> WRITTEN TASK
Could you copy out each of the entries below word for word, leaving every character unchanged?

> MATERIAL FOR THE TASK

---*---

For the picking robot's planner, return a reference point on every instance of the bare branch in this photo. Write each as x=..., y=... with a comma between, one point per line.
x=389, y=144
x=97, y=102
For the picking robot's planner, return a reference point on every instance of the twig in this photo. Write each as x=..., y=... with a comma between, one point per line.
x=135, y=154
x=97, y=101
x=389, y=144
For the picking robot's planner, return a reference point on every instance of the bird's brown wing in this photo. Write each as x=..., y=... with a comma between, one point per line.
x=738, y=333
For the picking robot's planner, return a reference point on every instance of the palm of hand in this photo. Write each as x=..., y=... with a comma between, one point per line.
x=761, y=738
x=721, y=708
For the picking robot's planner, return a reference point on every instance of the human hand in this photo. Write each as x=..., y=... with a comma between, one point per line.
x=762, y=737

---*---

> EXERCISE SOLUTION
For the picking robot's planner, return a reference point on every instance of the bare branch in this photo. Write each as x=..., y=... with a comma between, one point per line.
x=389, y=144
x=97, y=102
For the picking robot's planner, return a reference point on every instance of the twig in this photo. Write each as x=..., y=... with a comma between, one point per line.
x=135, y=154
x=97, y=101
x=389, y=144
For the picking robot's planner, return a reference point on every instance of the bird's brown wing in this photo. Write each as x=..., y=... with a comma between, one point per line.
x=738, y=333
For the picking robot's planner, return a reference point on every instance of the palm of hand in this photo. Write each as x=..., y=... with a comma between, one point per line.
x=761, y=738
x=721, y=708
For the picking robot's planner, return a reference point on every instance of the human hand in this photo. Write each as x=..., y=... with a comma between, one point per line.
x=762, y=737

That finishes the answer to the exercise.